- PROBLEM REQUIREMENTS
Reproduce the passage on wrist fractures word for word, from its first sentence to its last.

A wrist fracture is a break in one, or both of the forearm bones that make-up the wrist. The near bones that make up the wrist joint include the radius and ulna. The radius bears most of the weight of the wrist joint. The carpal bones that articulate with the radius include the scaphoid and lunate. In the wrist, the ulna bears only a small portion of the weight.
A wrist fracture occurs as a result of a trauma, usually a falls onto an outstretched hand.
Pain, swelling, bruising and a loss of motion are common complaints. A deformity of the wrist may be present.
Examination of the wrist reveals pain with palpation. Displaced fractures may be associated with a visible deformity. X-rays will confirm a fracture. Further imaging may be required depending on the complexity of the fracture.
Fractures of the wrist that are not displaced can be treated non-operatively. The patient is placed in a cast for 6 weeks or more. Physical therapy may be started upon cast removal to help the patient regain strength and motion.
Fractures of the wrist that are significantly displaced are treated with surgical intervention. The surgeon fixes the bone by reducing or setting the fracture. Based on the configuration of the fracture the surgeon may use multiple means to reduce the fracture including: wires, a plate, screws or an external fixator. An external fixator is a device composed of pins, rods and clamps that are drilled into the bone and extend outward through the skin. Rods and clamps are used to hold the pins together and support the fracture fragments.

- Natural-language object grounding data

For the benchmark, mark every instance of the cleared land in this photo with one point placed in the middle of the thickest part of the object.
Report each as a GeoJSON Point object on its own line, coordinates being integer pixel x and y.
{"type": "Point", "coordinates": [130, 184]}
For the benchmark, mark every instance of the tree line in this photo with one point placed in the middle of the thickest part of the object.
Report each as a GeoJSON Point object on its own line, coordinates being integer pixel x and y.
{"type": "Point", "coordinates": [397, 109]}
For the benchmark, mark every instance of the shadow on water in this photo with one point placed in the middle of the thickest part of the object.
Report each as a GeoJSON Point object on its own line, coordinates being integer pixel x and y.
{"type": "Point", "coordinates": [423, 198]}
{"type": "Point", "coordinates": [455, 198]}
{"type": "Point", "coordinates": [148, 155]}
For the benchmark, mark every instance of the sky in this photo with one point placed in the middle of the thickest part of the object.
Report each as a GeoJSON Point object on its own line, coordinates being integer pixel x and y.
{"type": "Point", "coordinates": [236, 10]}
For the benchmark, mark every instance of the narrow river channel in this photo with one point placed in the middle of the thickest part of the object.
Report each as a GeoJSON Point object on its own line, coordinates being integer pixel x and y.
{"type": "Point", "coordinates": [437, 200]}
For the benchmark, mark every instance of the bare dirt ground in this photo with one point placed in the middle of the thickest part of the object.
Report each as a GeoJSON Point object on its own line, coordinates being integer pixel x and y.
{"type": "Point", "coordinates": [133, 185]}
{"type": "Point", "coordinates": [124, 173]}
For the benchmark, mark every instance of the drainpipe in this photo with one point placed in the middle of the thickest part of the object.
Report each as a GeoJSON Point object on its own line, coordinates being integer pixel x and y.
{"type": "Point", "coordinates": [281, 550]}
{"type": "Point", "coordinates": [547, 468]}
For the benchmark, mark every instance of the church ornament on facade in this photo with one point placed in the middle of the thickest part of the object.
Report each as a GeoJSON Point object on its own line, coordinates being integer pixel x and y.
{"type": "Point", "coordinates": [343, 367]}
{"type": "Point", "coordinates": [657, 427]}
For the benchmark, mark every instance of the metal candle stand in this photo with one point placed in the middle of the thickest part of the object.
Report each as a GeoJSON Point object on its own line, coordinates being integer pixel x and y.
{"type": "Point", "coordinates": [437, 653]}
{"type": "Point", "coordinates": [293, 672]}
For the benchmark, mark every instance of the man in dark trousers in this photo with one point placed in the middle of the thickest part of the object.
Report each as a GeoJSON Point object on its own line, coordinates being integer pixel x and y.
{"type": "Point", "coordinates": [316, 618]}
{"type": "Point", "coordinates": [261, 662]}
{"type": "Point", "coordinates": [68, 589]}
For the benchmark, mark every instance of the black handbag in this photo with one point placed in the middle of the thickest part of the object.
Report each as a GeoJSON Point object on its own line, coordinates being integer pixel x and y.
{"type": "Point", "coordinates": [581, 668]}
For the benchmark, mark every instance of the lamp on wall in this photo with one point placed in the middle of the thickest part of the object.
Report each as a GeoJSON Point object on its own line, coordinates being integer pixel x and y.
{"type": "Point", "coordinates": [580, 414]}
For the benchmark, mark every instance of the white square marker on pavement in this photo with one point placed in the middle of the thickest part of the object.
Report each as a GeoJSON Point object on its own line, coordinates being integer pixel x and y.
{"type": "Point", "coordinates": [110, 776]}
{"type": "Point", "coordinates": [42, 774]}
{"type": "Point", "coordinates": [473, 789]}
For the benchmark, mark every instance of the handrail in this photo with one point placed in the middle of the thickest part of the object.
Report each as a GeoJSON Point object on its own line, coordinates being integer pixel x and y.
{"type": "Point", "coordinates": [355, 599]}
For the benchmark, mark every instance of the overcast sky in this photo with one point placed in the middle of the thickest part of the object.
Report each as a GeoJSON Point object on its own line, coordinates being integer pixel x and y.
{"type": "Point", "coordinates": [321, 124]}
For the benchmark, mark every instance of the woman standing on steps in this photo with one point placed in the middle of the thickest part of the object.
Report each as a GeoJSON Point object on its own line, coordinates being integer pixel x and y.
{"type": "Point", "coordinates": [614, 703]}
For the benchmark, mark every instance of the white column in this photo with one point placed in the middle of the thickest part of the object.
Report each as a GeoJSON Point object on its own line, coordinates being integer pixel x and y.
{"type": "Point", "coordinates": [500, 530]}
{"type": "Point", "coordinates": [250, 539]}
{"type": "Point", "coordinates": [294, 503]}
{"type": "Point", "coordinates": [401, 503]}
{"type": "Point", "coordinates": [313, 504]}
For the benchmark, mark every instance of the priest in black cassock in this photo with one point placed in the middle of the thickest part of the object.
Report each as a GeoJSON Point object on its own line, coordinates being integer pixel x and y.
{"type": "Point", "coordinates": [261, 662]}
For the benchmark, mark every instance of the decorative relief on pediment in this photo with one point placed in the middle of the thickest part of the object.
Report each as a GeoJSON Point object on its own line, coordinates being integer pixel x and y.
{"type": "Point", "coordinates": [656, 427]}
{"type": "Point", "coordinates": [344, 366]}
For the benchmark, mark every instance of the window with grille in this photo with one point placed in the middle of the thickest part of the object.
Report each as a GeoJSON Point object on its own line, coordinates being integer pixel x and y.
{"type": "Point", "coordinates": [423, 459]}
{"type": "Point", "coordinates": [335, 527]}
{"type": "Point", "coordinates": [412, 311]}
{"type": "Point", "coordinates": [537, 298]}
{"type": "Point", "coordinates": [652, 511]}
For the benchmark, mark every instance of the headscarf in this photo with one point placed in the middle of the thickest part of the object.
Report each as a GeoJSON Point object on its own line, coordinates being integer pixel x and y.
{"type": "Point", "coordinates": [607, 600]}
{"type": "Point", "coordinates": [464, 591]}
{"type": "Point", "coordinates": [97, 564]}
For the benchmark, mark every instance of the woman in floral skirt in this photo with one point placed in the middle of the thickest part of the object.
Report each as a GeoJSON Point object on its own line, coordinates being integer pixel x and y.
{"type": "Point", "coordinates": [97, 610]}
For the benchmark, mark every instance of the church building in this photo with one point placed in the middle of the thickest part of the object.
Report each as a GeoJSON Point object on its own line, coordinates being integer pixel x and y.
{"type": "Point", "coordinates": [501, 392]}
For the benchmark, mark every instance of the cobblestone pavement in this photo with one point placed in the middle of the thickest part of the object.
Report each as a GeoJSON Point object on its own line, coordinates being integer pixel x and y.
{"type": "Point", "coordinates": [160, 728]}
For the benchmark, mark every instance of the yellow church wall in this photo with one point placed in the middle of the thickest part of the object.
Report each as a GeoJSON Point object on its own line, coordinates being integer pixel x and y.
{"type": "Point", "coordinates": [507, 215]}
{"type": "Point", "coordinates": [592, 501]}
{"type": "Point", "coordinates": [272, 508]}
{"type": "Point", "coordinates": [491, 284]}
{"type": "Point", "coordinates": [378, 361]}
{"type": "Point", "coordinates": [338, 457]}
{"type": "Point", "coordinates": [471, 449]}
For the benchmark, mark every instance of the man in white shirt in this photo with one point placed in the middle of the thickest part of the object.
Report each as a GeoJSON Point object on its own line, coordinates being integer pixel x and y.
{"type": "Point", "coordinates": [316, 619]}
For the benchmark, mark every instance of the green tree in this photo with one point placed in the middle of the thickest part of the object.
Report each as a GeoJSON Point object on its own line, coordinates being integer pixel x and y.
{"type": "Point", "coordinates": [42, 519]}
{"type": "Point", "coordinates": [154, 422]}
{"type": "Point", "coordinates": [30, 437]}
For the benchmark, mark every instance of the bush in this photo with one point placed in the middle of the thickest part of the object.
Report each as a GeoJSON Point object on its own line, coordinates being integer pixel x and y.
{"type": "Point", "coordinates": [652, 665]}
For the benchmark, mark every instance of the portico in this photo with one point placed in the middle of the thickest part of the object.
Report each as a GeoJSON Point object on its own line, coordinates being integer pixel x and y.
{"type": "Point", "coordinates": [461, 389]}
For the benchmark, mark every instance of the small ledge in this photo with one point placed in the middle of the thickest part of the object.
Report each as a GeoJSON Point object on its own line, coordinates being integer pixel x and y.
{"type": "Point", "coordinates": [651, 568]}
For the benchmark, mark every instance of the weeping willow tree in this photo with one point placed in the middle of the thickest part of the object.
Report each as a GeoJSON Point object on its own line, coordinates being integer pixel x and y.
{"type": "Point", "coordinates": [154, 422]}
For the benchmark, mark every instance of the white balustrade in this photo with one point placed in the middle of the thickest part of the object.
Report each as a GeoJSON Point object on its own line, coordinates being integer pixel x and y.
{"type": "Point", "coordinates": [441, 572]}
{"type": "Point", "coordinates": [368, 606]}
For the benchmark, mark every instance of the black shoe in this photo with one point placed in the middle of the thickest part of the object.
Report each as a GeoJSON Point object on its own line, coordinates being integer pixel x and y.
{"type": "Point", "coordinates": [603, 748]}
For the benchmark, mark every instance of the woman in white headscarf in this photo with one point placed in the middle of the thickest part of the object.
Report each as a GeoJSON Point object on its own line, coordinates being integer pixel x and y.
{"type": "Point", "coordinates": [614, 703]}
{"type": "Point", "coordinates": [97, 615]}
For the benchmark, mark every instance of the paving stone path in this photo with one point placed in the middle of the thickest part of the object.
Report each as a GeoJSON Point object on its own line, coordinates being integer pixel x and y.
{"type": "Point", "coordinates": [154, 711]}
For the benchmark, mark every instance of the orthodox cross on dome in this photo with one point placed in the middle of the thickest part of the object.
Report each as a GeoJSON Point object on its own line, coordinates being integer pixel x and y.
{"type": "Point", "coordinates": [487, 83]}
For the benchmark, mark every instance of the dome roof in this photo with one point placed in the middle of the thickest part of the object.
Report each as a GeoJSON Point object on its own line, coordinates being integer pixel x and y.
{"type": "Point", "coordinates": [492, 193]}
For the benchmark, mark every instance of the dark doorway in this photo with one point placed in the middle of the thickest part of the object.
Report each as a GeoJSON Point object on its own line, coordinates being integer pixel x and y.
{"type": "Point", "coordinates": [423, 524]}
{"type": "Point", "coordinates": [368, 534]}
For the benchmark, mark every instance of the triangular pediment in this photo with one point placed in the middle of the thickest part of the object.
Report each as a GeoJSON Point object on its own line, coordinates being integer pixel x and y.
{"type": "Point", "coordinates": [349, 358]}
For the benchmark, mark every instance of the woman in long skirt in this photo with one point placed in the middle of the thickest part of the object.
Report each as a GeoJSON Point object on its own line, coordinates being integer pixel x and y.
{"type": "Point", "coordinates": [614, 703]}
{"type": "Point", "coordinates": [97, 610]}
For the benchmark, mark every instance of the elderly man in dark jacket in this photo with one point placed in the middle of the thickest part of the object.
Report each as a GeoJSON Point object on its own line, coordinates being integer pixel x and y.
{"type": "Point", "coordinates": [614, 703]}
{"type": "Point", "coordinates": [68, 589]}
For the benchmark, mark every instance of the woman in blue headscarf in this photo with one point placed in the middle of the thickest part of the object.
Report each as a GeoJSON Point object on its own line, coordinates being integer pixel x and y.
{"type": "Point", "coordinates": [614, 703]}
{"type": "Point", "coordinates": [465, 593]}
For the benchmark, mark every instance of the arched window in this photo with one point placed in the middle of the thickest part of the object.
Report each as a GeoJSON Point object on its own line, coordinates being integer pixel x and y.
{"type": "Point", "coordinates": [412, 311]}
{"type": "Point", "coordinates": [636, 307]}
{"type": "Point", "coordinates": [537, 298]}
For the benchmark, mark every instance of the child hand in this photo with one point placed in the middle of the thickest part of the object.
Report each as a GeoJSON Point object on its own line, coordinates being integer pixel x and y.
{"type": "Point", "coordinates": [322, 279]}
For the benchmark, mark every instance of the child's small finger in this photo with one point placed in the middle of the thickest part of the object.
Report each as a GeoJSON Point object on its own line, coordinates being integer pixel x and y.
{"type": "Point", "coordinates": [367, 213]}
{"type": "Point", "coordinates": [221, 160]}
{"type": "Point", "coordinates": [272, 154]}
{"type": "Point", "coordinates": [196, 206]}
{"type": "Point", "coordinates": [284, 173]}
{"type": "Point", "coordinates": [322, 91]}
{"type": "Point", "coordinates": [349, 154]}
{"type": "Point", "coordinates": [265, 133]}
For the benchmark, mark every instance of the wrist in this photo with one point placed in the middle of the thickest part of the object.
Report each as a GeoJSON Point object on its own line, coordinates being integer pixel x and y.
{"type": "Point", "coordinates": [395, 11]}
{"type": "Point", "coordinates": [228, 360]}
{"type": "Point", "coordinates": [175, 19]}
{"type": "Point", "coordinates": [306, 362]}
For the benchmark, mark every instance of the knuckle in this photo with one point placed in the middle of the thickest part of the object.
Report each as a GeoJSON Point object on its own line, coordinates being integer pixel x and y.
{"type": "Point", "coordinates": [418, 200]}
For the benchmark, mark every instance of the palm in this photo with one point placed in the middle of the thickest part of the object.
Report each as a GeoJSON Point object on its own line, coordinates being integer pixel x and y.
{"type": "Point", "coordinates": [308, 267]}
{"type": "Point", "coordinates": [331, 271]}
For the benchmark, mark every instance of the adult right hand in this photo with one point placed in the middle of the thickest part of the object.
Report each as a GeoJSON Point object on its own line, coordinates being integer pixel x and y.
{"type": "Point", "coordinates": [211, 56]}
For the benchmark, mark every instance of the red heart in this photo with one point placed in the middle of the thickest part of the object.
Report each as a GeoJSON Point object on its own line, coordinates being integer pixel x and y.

- YOUR RESPONSE
A wrist fracture is a break in one, or both of the forearm bones that make-up the wrist. The near bones that make up the wrist joint include the radius and ulna. The radius bears most of the weight of the wrist joint. The carpal bones that articulate with the radius include the scaphoid and lunate. In the wrist, the ulna bears only a small portion of the weight.
A wrist fracture occurs as a result of a trauma, usually a falls onto an outstretched hand.
Pain, swelling, bruising and a loss of motion are common complaints. A deformity of the wrist may be present.
Examination of the wrist reveals pain with palpation. Displaced fractures may be associated with a visible deformity. X-rays will confirm a fracture. Further imaging may be required depending on the complexity of the fracture.
Fractures of the wrist that are not displaced can be treated non-operatively. The patient is placed in a cast for 6 weeks or more. Physical therapy may be started upon cast removal to help the patient regain strength and motion.
Fractures of the wrist that are significantly displaced are treated with surgical intervention. The surgeon fixes the bone by reducing or setting the fracture. Based on the configuration of the fracture the surgeon may use multiple means to reduce the fracture including: wires, a plate, screws or an external fixator. An external fixator is a device composed of pins, rods and clamps that are drilled into the bone and extend outward through the skin. Rods and clamps are used to hold the pins together and support the fracture fragments.